━━━━━ DATASET RECORDS

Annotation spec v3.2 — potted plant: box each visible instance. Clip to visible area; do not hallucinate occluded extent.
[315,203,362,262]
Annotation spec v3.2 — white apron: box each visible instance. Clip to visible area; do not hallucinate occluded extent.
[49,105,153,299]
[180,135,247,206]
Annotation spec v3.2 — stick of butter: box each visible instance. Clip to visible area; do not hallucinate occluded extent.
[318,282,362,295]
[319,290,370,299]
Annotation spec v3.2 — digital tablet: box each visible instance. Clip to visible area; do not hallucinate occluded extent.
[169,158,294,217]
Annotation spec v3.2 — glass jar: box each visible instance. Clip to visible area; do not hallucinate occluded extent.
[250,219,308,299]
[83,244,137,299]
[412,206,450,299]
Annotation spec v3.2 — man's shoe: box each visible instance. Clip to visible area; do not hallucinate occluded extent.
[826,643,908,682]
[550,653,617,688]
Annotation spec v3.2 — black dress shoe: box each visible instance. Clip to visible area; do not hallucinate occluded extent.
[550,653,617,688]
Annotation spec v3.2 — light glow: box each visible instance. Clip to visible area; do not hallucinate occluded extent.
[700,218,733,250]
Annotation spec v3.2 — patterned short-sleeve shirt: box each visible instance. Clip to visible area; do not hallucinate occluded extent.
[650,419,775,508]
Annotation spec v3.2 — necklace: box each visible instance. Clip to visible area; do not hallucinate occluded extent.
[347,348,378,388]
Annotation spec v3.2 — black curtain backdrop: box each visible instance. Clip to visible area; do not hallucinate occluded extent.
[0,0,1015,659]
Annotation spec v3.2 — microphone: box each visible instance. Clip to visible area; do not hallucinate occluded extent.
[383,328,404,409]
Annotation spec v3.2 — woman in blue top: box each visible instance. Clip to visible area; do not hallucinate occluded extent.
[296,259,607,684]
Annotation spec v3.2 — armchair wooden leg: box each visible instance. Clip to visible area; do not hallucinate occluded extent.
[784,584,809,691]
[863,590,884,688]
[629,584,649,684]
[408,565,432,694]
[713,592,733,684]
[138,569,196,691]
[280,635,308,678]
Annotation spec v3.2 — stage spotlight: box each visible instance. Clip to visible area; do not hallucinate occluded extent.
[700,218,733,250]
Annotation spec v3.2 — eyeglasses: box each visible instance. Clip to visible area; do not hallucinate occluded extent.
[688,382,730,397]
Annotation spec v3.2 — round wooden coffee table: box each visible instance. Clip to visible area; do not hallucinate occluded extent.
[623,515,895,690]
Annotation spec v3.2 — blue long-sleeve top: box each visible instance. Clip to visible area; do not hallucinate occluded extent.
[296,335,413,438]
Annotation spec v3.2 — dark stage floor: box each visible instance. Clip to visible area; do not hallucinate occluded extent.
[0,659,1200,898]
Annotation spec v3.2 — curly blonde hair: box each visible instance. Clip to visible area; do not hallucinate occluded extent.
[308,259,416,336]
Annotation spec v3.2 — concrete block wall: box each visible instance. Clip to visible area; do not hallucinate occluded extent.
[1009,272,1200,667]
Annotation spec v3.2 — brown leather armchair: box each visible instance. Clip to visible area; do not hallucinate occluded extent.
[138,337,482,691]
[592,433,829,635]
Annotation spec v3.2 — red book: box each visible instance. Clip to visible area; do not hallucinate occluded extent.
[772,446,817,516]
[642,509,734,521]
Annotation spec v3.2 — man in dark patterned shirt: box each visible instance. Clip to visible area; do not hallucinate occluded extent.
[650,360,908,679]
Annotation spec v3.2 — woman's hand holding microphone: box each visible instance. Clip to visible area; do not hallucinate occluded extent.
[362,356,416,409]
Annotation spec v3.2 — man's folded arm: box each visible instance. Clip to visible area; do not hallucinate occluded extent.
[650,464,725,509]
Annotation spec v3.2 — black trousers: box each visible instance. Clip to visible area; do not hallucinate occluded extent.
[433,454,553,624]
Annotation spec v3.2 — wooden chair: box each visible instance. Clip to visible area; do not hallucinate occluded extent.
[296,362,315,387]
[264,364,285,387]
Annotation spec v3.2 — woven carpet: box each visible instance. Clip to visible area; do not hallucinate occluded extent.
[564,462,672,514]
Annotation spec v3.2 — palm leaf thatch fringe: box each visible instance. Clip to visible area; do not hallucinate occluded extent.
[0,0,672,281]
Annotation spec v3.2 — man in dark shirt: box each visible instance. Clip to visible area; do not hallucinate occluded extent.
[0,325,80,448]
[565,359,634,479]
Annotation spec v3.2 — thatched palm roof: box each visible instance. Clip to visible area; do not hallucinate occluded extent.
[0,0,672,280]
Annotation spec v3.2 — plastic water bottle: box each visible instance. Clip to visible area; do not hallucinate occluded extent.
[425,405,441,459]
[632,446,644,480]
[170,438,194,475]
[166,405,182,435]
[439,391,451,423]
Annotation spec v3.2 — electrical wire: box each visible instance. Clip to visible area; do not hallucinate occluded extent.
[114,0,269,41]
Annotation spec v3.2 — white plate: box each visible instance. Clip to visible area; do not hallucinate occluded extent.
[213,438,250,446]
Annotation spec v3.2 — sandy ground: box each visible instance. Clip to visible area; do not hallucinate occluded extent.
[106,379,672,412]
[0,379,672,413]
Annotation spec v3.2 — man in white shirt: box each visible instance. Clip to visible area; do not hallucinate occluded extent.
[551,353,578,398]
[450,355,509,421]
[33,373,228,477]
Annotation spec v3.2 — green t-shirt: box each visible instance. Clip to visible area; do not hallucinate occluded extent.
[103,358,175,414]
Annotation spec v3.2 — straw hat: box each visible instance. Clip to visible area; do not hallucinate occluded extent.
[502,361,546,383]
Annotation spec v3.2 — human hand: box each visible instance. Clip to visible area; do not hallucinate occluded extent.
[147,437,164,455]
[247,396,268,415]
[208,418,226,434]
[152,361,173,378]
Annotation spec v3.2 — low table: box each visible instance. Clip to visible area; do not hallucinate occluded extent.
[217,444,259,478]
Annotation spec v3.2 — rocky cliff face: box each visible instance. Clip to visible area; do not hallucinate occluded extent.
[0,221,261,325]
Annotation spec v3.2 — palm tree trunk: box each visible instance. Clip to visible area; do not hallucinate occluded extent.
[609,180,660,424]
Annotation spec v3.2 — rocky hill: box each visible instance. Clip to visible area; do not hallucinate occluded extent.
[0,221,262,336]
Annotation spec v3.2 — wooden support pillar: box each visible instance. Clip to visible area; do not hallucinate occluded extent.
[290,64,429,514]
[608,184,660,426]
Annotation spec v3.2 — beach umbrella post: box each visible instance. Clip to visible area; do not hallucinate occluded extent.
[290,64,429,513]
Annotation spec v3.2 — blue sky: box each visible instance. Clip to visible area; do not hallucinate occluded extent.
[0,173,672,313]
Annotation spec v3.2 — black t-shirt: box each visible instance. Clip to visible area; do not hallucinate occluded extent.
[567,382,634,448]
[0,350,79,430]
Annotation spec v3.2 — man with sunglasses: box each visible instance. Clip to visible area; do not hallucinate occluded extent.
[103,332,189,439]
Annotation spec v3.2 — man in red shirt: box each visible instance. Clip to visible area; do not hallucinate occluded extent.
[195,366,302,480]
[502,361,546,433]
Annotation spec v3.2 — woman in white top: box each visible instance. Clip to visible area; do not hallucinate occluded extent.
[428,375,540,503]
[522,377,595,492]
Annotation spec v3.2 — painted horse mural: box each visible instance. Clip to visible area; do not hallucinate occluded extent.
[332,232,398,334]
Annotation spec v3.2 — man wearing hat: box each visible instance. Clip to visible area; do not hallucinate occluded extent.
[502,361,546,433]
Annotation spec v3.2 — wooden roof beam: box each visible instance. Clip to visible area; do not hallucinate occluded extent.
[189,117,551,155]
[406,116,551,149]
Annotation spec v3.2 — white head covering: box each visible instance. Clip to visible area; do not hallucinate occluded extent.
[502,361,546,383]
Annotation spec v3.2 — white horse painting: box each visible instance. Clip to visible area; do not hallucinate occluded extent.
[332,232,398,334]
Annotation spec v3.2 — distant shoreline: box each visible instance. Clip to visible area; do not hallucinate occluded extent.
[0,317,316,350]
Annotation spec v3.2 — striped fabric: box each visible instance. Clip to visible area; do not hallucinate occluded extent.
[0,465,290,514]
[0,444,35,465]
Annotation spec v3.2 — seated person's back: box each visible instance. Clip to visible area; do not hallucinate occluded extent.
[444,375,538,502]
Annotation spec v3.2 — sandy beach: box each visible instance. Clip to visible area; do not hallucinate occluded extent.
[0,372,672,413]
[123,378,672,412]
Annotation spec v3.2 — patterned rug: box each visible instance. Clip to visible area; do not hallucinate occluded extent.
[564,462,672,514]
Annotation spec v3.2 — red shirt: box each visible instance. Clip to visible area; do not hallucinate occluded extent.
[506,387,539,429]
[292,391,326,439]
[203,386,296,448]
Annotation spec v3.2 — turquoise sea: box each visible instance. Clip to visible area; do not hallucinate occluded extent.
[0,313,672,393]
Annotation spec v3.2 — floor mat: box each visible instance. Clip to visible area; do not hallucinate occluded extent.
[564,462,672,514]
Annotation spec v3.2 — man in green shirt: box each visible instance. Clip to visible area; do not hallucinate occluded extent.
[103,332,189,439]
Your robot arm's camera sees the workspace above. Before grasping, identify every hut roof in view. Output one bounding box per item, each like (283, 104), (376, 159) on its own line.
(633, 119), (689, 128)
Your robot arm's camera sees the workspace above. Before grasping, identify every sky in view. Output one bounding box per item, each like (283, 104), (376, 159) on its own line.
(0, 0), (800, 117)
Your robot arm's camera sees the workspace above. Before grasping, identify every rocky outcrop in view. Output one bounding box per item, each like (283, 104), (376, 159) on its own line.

━━━━━━━━━━

Can you copy out verbatim everything from the start of the entries above down to the line that contains "[315,203,362,262]"?

EXERCISE ANSWER:
Annotation spec v3.2 — potted plant: box each visible instance. Clip to visible area; do not hallucinate occluded extent.
[315,203,362,262]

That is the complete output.